[Detection annotation records]
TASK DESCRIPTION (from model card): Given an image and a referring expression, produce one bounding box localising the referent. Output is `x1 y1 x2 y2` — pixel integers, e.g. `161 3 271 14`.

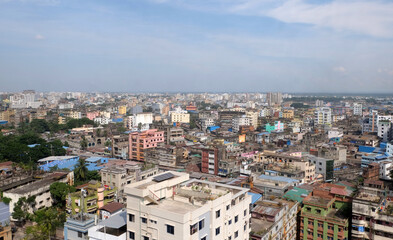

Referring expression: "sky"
0 0 393 93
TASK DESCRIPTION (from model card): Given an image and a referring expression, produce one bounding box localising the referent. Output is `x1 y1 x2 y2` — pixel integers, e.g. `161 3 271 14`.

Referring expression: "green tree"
74 158 89 181
49 182 73 208
12 196 35 223
24 208 66 240
86 171 101 181
80 136 88 150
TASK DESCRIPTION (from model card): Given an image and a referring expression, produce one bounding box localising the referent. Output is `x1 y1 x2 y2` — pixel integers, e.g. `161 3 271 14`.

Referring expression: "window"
128 232 135 240
216 210 221 218
199 219 205 230
166 224 175 235
128 214 135 222
190 223 198 235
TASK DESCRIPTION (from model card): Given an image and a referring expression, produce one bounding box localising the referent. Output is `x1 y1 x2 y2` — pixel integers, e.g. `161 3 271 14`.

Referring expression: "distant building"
314 107 332 126
128 129 164 161
353 103 363 116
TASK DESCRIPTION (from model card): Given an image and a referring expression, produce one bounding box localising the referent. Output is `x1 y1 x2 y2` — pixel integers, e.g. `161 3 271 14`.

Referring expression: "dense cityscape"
0 90 393 240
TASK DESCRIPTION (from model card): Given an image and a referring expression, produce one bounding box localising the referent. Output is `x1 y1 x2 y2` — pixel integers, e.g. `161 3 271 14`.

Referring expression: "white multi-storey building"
125 171 251 240
353 103 363 116
314 107 332 125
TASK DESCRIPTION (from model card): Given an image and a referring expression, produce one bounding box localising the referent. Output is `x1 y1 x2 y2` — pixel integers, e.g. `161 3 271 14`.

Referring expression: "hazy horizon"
0 0 393 95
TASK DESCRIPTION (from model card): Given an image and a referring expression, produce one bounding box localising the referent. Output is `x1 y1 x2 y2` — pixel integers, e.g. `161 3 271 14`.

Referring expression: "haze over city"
0 0 393 93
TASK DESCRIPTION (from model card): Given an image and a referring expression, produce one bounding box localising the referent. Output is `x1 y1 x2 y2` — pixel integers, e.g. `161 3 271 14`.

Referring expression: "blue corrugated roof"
248 192 262 204
0 202 11 225
259 174 299 183
86 157 101 162
359 146 375 153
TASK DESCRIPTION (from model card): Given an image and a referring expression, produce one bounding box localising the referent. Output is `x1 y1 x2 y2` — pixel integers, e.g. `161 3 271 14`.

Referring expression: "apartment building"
201 145 227 175
128 129 164 161
314 107 332 126
246 111 259 129
171 111 190 123
300 183 352 240
353 103 363 116
351 180 393 240
232 115 250 132
250 199 299 240
256 151 315 183
3 172 74 218
125 171 251 240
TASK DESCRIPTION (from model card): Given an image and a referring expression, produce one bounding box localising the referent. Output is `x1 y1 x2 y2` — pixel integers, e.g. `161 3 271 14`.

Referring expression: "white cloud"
150 0 393 38
34 34 45 40
267 0 393 37
333 66 347 72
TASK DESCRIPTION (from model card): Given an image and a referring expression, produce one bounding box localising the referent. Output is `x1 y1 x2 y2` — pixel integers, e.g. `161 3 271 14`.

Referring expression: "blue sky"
0 0 393 93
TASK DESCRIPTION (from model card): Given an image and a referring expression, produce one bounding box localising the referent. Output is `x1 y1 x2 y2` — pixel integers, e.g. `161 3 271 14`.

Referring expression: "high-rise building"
128 129 164 161
300 183 352 240
125 171 251 240
314 107 332 126
353 103 363 116
266 92 282 106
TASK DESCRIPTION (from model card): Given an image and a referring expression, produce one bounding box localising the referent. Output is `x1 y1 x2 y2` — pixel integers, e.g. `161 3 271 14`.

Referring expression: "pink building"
128 129 164 161
86 112 100 120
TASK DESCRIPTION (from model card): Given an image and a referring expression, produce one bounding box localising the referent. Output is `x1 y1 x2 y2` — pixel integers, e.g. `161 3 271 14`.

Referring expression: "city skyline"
0 0 393 93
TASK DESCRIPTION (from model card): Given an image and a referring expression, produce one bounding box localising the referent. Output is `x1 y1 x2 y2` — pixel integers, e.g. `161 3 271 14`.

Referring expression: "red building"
201 146 226 175
128 129 164 161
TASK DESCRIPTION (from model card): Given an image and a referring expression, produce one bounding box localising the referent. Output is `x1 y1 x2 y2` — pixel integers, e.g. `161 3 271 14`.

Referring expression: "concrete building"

** Work required **
Please list each line from the items above that includes the word "building".

** Exercise result **
Referring expression: "distant building"
Referring expression: "white multi-storey building"
Referring expression: "apartment building"
Referring expression: "high-rise building"
Referring expression: "pink building"
Referring expression: "red building"
Referring expression: "concrete building"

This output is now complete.